* **Source extract**
Orchid "Bug Mimics" — The Strange Story of Pouyannian Mimicry
Orchid flowers baffled Charles Darwin. He spent years puzzling over the incredibly diverse ways in which orchids lure their pollinators to their flowers. In fact, his first major publication after On the Origins of Species, which appeared in 1859, was his account of his long study of orchid flowers, Fertilisation of Orchids: On the Various Contrivances by Which British and Foreign Orchids are Fertilised by Insects, and on the Good Effects of Intercrossing (1862, with later editions to 1882). When he began his serious study of orchid flowers, about 1839, not much was known about the pollination of orchids. Darwin posed questions about the ways in which orchids and their insect pollinators interacted and how, in effect, their life cycles were interdependent, a completely novel way of looking at nature.
Some of the pollination strategies were fairly obvious, such as the flowers where an insect such as a bee or moth probes the flower to obtain nectar, and in the process ends up with the orchid's pollinia stuck to its head or back, strategically positioned (Darwin noticed that the stalk of the pollinia, once attached to the insect, soon bends forward to move it into the best position for fertilization) so that it will be deposited on the stigmatic surface of the next flower the insect visits. But not all orchid flowers produce a nectar "reward". Why do insects or other pollinators visit such apparently "rewardless" flowers?

* **Data shown**
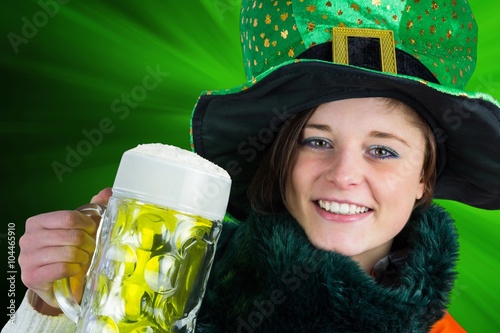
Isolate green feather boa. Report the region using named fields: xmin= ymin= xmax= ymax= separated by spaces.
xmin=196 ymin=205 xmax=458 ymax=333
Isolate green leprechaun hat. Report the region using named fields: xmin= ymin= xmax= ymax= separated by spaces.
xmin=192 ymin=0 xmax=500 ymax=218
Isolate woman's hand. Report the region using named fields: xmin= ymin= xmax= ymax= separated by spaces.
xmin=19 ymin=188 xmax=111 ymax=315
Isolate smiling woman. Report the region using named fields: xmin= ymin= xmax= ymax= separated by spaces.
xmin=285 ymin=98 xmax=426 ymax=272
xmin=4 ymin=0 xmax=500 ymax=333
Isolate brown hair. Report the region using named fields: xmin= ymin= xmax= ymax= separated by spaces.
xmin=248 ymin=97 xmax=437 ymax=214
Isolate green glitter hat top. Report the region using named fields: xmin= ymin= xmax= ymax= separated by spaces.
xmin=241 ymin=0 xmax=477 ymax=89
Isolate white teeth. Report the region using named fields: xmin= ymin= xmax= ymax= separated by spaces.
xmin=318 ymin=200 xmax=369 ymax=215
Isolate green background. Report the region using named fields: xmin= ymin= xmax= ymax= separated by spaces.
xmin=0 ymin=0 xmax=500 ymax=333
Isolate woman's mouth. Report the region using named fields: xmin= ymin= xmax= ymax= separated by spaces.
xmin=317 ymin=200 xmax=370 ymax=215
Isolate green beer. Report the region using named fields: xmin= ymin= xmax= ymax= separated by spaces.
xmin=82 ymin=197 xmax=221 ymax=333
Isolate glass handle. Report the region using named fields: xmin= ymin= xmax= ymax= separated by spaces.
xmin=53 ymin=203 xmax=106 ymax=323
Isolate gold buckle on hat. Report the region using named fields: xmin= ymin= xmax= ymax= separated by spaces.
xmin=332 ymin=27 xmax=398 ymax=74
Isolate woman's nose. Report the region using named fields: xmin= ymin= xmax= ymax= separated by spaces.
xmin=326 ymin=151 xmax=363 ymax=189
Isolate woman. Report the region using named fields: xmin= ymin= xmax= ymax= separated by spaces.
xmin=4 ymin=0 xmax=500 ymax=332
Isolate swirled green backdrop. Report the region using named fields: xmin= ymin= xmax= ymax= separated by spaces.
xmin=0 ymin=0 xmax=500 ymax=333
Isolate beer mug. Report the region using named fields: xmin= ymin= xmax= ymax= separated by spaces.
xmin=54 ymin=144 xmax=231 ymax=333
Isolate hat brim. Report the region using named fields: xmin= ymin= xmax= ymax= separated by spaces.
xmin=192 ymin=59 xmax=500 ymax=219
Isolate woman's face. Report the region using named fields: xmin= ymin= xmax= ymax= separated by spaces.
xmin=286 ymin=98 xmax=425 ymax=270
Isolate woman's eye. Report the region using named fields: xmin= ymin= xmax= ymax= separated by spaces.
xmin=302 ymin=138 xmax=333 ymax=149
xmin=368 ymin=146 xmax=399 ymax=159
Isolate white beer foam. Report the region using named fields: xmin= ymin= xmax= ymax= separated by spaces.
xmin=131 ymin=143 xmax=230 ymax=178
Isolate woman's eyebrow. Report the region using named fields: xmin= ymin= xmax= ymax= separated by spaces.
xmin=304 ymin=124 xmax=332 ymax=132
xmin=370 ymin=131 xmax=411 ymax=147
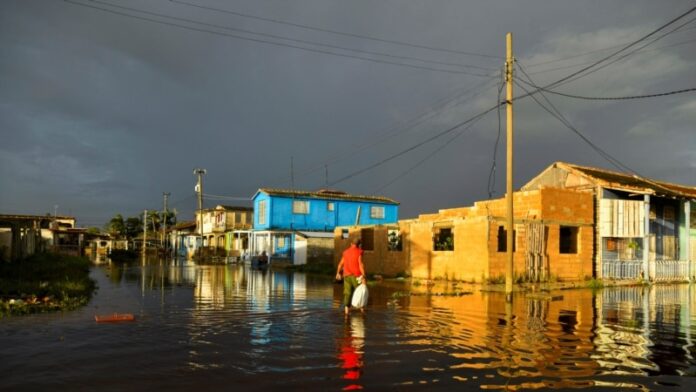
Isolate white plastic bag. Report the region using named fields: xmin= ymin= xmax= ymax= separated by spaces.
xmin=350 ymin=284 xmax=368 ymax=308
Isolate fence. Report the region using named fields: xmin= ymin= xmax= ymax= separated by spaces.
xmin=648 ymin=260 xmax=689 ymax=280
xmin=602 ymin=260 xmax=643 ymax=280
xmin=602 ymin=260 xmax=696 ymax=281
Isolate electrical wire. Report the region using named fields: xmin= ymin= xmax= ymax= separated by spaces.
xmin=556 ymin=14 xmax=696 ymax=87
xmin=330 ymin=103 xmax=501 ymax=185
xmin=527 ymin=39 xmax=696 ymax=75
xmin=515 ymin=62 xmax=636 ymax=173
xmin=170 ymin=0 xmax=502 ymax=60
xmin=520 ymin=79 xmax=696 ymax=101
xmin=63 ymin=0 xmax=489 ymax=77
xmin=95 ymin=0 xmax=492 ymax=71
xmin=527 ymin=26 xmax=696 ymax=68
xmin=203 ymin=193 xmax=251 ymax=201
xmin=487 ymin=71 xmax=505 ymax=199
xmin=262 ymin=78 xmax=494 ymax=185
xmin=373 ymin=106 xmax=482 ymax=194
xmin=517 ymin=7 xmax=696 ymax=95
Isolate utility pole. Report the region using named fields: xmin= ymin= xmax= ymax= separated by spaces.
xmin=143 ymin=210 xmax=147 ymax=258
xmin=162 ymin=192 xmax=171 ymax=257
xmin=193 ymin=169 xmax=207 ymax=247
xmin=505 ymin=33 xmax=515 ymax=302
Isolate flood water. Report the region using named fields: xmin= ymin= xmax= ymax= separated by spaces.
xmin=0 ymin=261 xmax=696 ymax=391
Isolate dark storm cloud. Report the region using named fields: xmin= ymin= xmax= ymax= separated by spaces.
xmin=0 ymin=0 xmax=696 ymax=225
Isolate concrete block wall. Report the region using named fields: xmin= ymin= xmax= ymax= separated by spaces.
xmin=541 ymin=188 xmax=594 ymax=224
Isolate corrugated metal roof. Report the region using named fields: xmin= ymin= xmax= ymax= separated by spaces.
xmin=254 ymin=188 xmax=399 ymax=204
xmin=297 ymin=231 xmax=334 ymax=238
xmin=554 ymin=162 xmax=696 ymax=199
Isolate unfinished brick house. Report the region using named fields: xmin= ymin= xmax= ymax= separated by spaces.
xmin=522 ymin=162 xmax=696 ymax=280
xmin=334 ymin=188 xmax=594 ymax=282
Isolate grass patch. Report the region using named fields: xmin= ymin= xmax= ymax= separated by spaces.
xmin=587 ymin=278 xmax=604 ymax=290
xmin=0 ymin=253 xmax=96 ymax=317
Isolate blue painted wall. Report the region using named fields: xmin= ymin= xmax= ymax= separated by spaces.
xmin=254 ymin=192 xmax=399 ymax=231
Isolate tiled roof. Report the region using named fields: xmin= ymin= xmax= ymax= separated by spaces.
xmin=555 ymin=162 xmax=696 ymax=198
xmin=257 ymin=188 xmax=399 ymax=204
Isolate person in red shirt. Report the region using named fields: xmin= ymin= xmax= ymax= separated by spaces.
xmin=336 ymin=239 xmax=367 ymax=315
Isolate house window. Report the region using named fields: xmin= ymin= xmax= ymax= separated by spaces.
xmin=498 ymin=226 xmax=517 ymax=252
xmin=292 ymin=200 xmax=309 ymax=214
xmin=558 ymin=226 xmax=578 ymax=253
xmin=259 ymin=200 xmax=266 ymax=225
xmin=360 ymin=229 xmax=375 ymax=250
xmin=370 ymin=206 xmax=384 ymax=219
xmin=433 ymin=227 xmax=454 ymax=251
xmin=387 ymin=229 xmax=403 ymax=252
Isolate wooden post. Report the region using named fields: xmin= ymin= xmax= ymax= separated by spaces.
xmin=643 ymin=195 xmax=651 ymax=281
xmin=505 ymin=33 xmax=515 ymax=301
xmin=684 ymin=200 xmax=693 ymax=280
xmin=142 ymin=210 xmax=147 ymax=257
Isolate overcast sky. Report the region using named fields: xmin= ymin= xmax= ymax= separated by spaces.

* **Work order 1**
List every year given as a four-digit number in the orchid pollination text.
* **Work order 2**
Write what follows the last sentence of the orchid pollination text.
The material is separate from the orchid pollination text.

* **Exercise answer 1**
1859, 1862, 1882, 1839

* **Exercise answer 2**
An answer was finally provided in 1916 by a Frenchman, Maurice-Alexandre Pouyanne (born in Pau, in the Département of Pyrénées-Atlantiques, France in 1867, Chevalier de la Légion d'Honneur, 1927, Officier de la Légion d'Honneur, 1937, and died after 1939, probably in Algeria), son of a mining engineer and cartographer who worked in Algeria. Maurice-Alexandre pursued a legal career and was recognized as an expert on the indigenous Algerian system of property law and its administration under French rule. He was also a gifted amateur botanist. After he, like Darwin, had accumulated many years of observations on several species of Ophrys, he was able to publish his observations in France with the assistance of the Swiss horticulturalist and botanist Henry Correvon, who was a member of the French national horticultural society.
The announcement that Ophrys flowers actually deceived the males of a certain species of wasp into attempted mating, as if the flowers were female wasps, seems to have been treated mostly as a curiosity, but a few other botanists continued the research. Today, the research into the nature of this "sexual deception" has traced the nature of the deception to an array of up to a hundred different chemical compounds that are manufactured in various ways and in various parts of the bodies of the female wasps, functioning as natural attractants or pheromones for the males of the species (it has even been possible to determine which compounds cause an electro-physiological response in the insect's antennae!), and the discovery that these same compounds and in many cases in the same proportions are also manufactured in specific parts of the Ophrys flowers. The microscopic hairs and surface contours of the Ophrys flowers, as well as some aspects of the coloration of the flower, have been shown to facilitate the attempted mating in such as way as to direct the orchid's pollinia to attach to the insect in precisely the right position and orientation so that the next flower will be able to receive the pollinia and thereby set seed.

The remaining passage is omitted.